Jump to content

Safety standards in the old days


Townie
 Share

Recommended Posts

My bedtime reading at the moment is The young shot by N M Sedgwick, published 1940.

I’ve just finished the chapter about gun safety. Most of it is very familiar, but some of the anecdotes! A close friend killed when being passed a loaded gun from a car, another acquaintance who shot someone while ferreting, a loaded gun left propped against a wall in a pub which was picked up and fired by accident, a paragraph about witnessing several dogs shot and others of the sort. He also said that if the ground was easy, he saw nothing wrong with carrying a gun with the safety off. There’s a photograph of a clay pigeon stand with a closed gun laid down in the grass.

Most of us have the odd story of a safety issue, but nothing like this. What was it? Men who had served in the Great War who were a bit blasé about carrying guns? Macho culture? My father (born 1921) always slipped the safety off when walking because he thought it a fiddle to take off. I put that down to being brought up on hammer guns.

Link to comment
Share on other sites

  • Replies 54
  • Created
  • Last Reply

Top Posters In This Topic

Worst I have seen in many years of picking up was the gun who rather than put the gun in the slip tucked it under his arm barrels pointing backwards. He then bent down and spent five minutes picking up his cartridges before using the slip. The gun assumed to be unloaded but who knows was pointing at everyone waist to chest high during that time. Needless to say I stayed behind a mound of earth and waited until he had gone before starting to pick up. An elderly estate owner who was completely oblivious to his behaviour.

Link to comment
Share on other sites

26 minutes ago, Dave at kelton said:

Worst I have seen in many years of picking up was the gun who rather than put the gun in the slip tucked it under his arm barrels pointing backwards. He then bent down and spent five minutes picking up his cartridges before using the slip. The gun assumed to be unloaded but who knows was pointing at everyone waist to chest high during that time. Needless to say I stayed behind a mound of earth and waited until he had gone before starting to pick up. An elderly estate owner who was completely oblivious to his behaviour.

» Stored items
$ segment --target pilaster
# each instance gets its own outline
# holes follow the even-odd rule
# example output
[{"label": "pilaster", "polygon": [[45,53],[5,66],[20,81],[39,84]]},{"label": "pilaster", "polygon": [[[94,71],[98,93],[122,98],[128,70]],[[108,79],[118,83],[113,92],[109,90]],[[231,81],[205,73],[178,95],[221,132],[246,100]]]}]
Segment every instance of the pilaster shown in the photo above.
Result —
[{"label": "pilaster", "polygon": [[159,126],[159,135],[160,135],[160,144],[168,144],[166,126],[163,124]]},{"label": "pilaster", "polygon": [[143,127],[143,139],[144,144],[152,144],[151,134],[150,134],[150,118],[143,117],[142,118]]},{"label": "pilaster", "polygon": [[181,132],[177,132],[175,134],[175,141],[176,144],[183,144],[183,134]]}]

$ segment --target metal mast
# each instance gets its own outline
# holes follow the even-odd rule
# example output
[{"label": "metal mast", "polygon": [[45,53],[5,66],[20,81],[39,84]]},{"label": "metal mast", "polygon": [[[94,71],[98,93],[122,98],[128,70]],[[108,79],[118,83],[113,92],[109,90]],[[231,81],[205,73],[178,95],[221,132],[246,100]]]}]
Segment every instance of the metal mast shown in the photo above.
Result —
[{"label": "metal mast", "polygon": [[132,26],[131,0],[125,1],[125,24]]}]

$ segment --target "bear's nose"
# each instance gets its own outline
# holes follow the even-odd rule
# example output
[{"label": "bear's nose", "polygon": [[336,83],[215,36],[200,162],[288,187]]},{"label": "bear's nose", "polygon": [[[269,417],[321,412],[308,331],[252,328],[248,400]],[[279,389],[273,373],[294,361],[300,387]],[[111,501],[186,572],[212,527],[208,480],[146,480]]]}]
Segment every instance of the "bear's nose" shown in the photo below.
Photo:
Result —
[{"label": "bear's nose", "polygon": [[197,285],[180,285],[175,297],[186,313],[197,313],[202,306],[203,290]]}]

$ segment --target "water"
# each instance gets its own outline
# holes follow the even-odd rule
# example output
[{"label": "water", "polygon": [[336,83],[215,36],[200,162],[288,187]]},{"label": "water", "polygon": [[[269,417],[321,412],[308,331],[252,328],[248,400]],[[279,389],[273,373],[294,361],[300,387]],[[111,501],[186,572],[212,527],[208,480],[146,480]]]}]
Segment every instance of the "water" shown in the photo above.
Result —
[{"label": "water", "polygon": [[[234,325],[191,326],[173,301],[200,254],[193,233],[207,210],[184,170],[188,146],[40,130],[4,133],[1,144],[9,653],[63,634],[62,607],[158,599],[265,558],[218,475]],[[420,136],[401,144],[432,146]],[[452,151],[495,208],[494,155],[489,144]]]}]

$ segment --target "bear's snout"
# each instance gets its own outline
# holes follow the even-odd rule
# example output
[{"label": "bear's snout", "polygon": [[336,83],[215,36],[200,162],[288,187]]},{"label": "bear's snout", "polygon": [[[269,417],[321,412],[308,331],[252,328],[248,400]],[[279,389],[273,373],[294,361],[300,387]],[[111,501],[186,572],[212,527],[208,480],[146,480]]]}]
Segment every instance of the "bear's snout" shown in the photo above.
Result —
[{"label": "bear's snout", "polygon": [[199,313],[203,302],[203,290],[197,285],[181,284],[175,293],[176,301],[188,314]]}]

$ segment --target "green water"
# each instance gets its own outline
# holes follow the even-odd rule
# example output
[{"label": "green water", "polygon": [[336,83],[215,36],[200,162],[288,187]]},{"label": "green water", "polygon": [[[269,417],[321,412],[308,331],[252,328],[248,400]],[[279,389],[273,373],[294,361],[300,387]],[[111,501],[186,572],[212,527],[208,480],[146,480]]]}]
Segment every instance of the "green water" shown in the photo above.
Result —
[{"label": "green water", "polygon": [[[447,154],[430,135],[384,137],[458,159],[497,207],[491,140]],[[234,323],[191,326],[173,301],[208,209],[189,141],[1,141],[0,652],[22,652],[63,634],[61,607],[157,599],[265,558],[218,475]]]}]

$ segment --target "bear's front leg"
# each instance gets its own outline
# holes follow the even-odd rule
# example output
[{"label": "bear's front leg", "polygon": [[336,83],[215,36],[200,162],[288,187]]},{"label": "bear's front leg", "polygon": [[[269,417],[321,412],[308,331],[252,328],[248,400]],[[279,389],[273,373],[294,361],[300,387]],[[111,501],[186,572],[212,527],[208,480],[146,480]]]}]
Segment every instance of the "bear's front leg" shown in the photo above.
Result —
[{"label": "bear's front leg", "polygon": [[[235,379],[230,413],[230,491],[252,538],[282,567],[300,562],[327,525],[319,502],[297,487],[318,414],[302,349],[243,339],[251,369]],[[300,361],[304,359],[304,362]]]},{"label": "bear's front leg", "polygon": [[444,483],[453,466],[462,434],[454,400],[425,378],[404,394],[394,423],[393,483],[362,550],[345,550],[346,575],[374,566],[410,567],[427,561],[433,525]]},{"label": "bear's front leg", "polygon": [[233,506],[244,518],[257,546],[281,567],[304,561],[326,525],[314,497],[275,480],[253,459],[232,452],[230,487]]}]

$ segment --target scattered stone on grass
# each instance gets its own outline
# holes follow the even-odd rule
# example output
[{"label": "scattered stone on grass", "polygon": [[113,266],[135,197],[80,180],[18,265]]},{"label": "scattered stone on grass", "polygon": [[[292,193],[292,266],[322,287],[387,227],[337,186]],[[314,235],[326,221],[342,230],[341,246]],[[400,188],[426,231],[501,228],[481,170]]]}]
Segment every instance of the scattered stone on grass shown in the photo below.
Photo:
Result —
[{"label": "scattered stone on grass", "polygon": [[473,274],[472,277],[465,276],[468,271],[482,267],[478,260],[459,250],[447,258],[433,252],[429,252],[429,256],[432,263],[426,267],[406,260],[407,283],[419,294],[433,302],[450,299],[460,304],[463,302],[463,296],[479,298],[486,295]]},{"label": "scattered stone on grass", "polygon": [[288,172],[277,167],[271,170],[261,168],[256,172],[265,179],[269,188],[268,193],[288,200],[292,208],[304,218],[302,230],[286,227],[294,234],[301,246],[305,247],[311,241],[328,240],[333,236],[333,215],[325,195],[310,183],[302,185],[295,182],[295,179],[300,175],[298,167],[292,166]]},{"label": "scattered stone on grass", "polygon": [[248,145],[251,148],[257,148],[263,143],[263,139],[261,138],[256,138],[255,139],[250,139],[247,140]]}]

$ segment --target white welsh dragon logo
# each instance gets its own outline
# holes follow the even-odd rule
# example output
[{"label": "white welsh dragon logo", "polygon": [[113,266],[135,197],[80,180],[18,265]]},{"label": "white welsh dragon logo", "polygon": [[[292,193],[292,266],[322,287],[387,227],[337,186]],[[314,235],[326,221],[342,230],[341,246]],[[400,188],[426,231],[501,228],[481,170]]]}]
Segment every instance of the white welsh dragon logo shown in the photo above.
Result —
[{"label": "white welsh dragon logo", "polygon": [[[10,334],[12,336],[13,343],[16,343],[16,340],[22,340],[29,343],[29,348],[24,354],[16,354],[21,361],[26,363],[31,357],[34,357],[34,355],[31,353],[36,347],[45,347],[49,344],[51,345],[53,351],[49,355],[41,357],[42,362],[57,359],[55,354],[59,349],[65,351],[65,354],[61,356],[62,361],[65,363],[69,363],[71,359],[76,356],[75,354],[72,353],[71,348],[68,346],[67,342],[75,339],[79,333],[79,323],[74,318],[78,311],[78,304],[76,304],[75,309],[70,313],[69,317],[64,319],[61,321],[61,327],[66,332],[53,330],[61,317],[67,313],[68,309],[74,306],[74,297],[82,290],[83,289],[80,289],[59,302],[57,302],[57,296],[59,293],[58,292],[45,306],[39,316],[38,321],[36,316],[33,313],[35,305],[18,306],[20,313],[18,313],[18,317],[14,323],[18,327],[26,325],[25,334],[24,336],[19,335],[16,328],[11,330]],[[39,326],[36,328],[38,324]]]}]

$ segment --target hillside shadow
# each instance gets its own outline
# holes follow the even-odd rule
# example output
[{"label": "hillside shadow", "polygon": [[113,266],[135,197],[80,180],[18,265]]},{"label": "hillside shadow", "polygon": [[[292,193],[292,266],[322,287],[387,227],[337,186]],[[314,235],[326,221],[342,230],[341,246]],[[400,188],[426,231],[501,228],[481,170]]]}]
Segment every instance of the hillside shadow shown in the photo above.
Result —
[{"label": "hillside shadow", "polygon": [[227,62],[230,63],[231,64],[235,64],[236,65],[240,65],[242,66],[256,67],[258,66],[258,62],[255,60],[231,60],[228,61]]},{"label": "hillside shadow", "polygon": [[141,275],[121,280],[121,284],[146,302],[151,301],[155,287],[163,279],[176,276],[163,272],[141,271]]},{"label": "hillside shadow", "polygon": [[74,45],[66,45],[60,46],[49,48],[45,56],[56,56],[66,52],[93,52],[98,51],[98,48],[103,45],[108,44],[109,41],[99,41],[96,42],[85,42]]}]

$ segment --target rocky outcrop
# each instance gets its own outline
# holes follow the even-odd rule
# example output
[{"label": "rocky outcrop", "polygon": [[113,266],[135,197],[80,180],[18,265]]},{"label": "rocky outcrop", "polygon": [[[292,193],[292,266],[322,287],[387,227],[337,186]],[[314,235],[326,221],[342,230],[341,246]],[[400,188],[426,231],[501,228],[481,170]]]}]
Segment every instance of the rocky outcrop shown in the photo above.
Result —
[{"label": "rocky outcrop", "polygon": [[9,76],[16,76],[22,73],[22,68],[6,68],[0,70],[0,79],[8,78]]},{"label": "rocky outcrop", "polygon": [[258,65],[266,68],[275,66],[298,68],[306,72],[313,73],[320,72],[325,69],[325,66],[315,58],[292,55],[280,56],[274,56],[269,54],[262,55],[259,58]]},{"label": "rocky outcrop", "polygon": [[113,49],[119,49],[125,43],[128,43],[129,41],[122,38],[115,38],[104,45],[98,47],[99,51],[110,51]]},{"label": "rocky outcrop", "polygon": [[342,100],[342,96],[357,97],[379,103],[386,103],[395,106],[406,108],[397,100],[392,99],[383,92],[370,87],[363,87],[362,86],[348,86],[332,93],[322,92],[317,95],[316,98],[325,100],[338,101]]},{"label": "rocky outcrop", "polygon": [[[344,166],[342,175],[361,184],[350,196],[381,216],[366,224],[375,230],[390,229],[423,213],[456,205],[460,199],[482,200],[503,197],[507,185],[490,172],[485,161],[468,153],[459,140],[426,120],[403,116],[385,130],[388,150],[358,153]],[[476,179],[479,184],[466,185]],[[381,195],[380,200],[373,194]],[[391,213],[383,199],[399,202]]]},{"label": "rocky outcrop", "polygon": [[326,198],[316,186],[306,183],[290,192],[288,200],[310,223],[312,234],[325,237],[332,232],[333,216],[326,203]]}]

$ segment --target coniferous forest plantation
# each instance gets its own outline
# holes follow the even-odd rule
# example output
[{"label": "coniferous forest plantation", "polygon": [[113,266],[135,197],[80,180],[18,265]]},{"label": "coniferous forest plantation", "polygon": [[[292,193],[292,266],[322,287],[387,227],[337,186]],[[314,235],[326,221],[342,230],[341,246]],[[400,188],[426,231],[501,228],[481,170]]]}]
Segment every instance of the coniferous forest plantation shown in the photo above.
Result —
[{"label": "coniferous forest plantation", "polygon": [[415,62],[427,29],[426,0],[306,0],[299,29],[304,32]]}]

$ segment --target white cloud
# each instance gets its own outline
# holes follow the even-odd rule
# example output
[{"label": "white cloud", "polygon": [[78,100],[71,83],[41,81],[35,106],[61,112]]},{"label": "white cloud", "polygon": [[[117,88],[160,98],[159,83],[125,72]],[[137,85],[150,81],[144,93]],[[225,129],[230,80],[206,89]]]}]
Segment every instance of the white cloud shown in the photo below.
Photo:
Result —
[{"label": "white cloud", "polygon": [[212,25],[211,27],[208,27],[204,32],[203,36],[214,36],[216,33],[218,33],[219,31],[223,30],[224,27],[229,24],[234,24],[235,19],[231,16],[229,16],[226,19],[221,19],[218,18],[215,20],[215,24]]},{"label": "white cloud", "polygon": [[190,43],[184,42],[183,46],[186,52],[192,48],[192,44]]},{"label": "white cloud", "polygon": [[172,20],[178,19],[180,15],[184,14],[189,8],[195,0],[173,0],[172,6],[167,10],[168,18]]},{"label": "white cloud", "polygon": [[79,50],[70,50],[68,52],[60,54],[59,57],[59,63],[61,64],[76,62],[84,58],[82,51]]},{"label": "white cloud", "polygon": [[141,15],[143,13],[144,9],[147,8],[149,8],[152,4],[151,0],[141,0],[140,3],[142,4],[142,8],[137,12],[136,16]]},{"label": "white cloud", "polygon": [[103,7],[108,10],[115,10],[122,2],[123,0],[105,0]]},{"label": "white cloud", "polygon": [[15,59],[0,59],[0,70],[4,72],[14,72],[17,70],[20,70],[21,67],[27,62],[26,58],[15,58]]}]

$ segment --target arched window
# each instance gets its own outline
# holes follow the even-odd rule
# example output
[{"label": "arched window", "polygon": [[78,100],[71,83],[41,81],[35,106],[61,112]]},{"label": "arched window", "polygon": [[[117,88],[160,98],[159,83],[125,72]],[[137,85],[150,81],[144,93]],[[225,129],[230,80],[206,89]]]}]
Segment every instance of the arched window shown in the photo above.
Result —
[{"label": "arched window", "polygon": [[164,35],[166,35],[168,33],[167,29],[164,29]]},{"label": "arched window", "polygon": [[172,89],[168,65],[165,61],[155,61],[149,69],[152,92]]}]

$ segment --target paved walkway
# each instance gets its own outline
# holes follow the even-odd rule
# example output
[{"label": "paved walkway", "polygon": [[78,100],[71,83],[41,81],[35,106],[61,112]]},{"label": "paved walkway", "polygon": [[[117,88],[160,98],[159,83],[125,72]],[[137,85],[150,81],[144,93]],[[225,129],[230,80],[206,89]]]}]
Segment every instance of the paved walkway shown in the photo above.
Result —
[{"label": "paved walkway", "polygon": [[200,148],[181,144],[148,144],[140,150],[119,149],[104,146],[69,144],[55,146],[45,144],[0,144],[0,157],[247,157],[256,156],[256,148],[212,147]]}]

» Exercise instructions
[1] In the gun safety thread, which book does the first poster name as current bedtime reading?
[2] Give the number of lines in the listing that contain the string "below".

» Exercise solutions
[1] The young shot by N M Sedgwick, published 1940.

[2] 3